What you will do: Print the lines below word for word, beginning with the first and ending with the line that holds "For the site audit, find each instance of the gray pillow", and skip every picture.

[Region pointing data]
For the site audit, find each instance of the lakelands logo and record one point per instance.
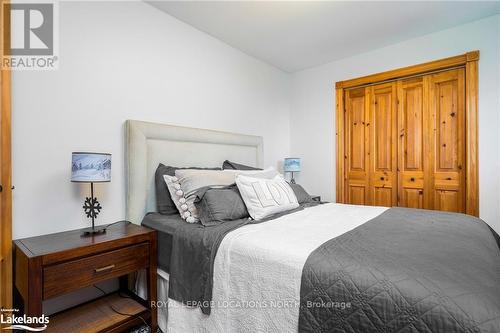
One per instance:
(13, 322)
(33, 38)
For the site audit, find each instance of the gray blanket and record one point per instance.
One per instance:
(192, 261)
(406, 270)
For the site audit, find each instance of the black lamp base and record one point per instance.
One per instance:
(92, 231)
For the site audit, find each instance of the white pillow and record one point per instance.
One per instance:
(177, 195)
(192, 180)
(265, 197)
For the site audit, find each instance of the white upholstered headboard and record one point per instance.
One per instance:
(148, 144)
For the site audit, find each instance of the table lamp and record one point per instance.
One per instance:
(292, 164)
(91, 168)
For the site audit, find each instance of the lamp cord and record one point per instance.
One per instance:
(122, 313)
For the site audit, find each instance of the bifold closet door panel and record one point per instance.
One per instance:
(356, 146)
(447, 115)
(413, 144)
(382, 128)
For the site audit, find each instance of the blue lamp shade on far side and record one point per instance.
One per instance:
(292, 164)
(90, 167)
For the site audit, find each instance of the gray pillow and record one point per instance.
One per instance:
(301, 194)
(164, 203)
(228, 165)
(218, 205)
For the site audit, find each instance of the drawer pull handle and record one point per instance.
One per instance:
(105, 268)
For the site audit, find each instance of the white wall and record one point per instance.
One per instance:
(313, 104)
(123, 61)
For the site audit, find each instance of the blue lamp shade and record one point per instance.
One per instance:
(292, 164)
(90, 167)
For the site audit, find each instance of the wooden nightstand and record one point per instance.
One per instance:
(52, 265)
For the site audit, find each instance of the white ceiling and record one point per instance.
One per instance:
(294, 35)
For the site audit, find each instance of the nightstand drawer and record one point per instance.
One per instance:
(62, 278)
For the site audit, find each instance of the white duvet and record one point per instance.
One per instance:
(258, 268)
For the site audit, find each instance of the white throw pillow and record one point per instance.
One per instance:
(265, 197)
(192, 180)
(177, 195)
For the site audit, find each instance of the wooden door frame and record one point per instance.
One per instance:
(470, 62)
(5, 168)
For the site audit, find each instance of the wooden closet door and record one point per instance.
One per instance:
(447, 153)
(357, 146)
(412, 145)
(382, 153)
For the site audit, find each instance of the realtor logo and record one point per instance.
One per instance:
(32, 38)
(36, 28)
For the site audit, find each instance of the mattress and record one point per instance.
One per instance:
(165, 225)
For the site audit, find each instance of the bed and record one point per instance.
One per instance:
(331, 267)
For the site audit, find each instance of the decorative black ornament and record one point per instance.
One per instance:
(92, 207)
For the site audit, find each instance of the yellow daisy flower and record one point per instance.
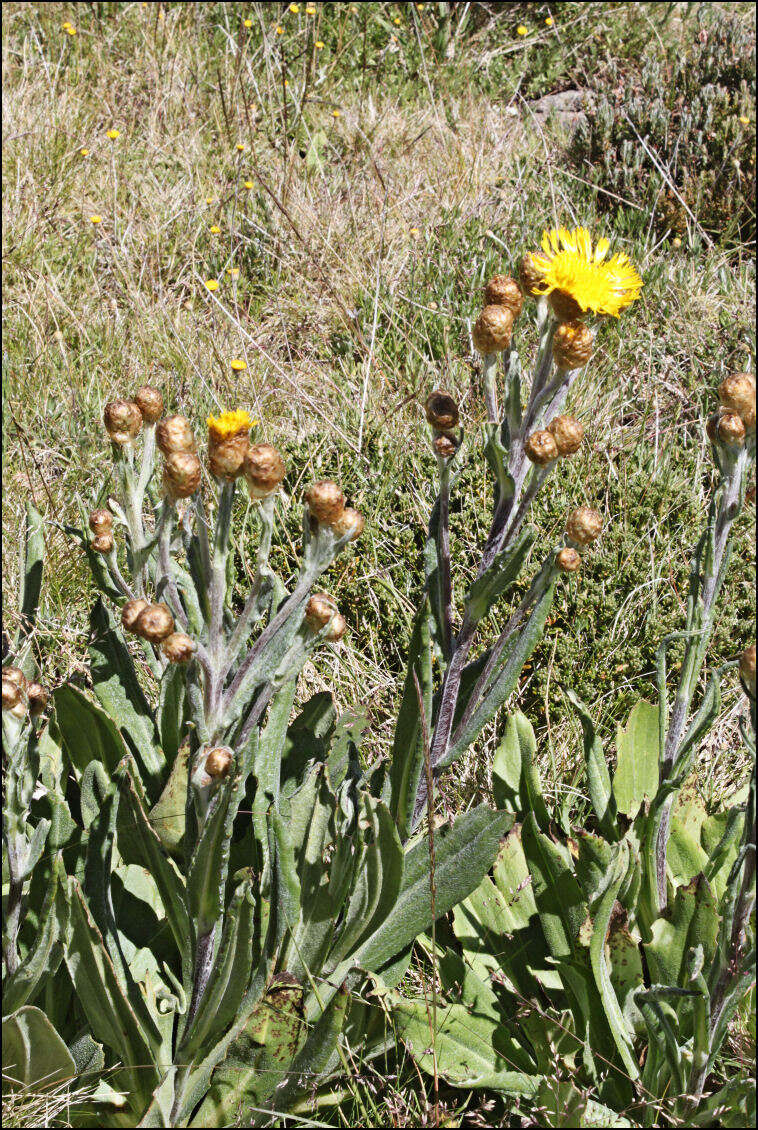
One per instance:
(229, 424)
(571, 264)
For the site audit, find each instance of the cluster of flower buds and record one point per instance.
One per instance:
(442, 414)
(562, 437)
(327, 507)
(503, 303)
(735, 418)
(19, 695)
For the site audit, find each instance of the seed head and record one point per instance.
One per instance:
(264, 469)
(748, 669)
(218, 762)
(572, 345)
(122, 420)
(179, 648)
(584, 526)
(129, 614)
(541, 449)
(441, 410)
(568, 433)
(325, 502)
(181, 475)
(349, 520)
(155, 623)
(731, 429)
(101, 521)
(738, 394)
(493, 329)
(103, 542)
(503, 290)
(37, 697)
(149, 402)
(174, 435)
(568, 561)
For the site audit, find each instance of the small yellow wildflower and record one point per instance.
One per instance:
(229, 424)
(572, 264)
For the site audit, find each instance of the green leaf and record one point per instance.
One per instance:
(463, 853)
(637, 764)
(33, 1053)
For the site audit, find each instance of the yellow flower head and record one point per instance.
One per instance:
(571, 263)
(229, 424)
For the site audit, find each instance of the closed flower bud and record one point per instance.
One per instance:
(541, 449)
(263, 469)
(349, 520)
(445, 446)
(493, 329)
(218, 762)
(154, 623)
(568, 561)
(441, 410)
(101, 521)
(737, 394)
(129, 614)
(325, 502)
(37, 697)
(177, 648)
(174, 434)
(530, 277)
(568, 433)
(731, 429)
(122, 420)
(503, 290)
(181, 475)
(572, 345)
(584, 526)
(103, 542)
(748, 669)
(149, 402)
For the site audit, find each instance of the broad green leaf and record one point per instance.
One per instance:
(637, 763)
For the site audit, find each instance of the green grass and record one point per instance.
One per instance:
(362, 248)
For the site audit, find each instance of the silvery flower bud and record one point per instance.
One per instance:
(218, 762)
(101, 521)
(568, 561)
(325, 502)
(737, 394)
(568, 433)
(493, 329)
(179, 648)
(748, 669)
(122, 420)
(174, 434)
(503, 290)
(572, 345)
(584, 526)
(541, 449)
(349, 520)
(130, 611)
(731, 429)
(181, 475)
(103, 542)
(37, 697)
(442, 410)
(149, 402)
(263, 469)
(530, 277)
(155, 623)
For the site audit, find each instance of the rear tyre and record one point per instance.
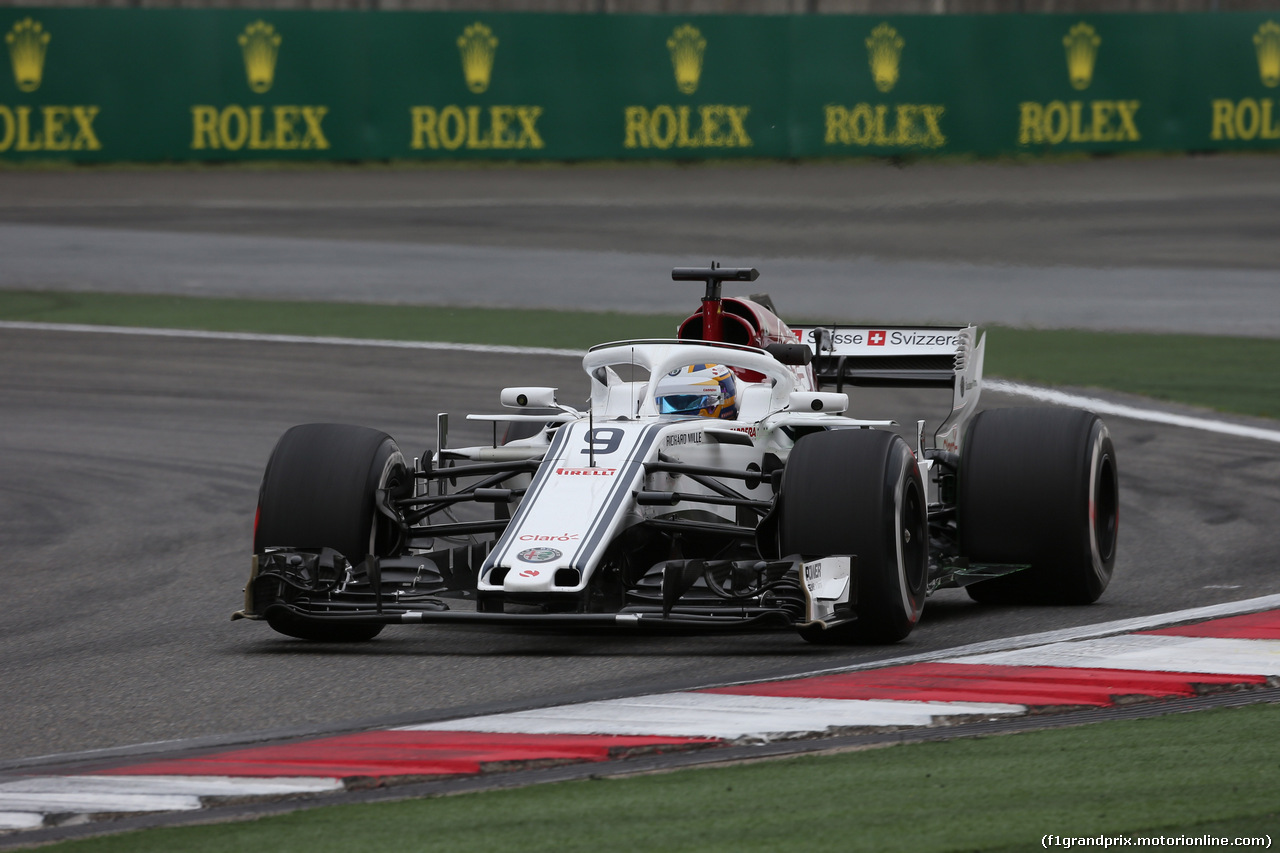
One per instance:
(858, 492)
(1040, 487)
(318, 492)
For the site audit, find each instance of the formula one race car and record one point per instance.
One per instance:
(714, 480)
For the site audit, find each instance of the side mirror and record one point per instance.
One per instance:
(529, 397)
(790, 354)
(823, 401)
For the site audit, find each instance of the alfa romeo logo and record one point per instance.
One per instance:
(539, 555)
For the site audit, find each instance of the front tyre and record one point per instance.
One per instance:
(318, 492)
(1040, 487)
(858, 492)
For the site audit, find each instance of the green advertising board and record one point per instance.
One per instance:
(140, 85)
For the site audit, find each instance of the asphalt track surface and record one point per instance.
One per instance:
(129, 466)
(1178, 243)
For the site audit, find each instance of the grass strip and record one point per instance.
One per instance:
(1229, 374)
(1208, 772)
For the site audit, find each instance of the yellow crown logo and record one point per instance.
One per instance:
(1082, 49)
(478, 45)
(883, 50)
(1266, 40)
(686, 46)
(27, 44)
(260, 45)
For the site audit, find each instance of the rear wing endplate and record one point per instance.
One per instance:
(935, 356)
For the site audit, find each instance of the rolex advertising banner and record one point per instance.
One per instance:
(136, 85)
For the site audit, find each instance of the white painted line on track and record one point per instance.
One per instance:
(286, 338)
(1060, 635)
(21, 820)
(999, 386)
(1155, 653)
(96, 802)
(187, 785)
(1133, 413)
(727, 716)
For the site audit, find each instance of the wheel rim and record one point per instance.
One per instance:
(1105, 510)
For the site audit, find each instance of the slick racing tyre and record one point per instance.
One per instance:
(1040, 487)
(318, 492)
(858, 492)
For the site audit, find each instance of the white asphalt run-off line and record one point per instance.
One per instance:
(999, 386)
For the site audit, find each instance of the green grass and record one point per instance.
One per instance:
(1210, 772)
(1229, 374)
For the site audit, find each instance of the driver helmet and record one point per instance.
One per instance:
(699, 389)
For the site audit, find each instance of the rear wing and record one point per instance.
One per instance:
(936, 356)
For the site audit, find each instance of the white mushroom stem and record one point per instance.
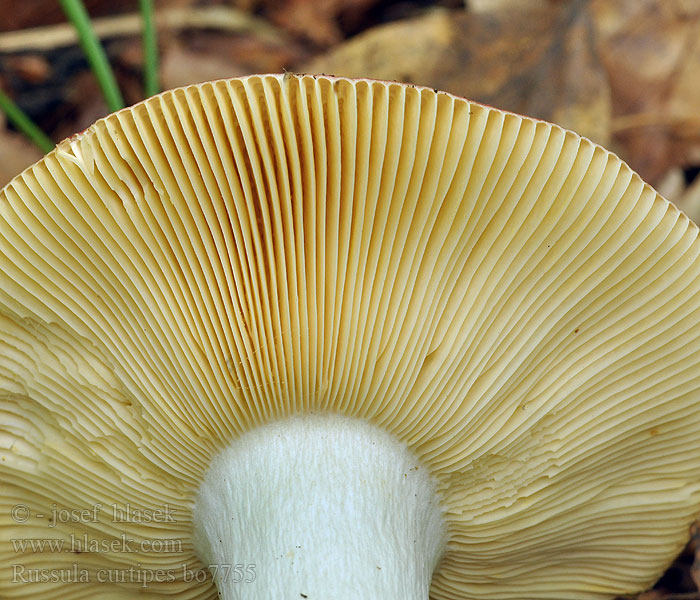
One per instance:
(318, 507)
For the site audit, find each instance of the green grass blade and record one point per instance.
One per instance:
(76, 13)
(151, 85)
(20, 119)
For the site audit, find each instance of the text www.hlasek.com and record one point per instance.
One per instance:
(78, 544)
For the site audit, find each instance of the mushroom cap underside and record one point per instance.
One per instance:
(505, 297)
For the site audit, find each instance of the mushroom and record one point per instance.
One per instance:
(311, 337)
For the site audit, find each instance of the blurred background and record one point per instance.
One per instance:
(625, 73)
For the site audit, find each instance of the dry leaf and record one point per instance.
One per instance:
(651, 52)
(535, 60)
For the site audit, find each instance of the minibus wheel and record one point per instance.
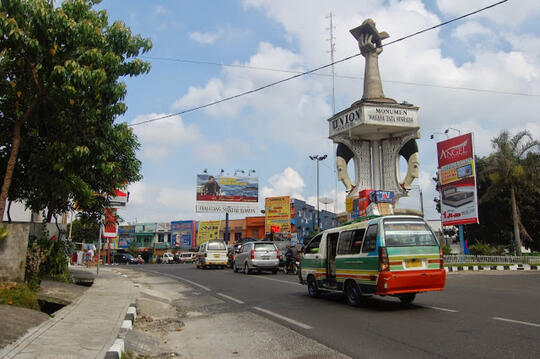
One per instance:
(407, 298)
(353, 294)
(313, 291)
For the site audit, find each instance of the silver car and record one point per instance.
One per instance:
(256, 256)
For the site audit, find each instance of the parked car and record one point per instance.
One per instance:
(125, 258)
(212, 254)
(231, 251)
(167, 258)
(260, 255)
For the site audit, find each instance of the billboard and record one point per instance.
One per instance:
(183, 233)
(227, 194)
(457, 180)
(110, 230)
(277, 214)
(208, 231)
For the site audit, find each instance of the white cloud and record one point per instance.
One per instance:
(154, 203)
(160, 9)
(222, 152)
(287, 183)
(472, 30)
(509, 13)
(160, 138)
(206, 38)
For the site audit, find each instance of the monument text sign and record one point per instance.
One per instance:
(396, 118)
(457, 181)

Answer to this problem:
For the site audit, find each instance of the lakelands logo and record one point per instance.
One per instance:
(13, 322)
(33, 38)
For the site audit, find each instance of the gray blanket and record one point per instance.
One per instance:
(192, 261)
(406, 270)
For the site audit, find each instance of the black lamp base and record one point per instance.
One per instance:
(92, 231)
For the site audit, find each instance of the white pillow and record one point per instance.
One per instance:
(177, 195)
(192, 180)
(265, 197)
For the site audit, find each instance of the white upholstered headboard and record one point per instance.
One per instance:
(148, 144)
For the site audit, find each instance of the table lamp and record one point per instance.
One per instance:
(292, 164)
(91, 168)
For the site audit, find each instance of the lamp cord and record one point per instance.
One per instance:
(122, 313)
For the site audit, find each instance of the bifold closet door panel and record one point per instance.
One per instance:
(356, 146)
(447, 115)
(413, 144)
(382, 128)
For the site audit, find each instance of the blue lamp shade on far side and record one point per instance.
One per instance:
(292, 164)
(90, 167)
For the site audit, find each instance of the gray pillow and record one point per instance.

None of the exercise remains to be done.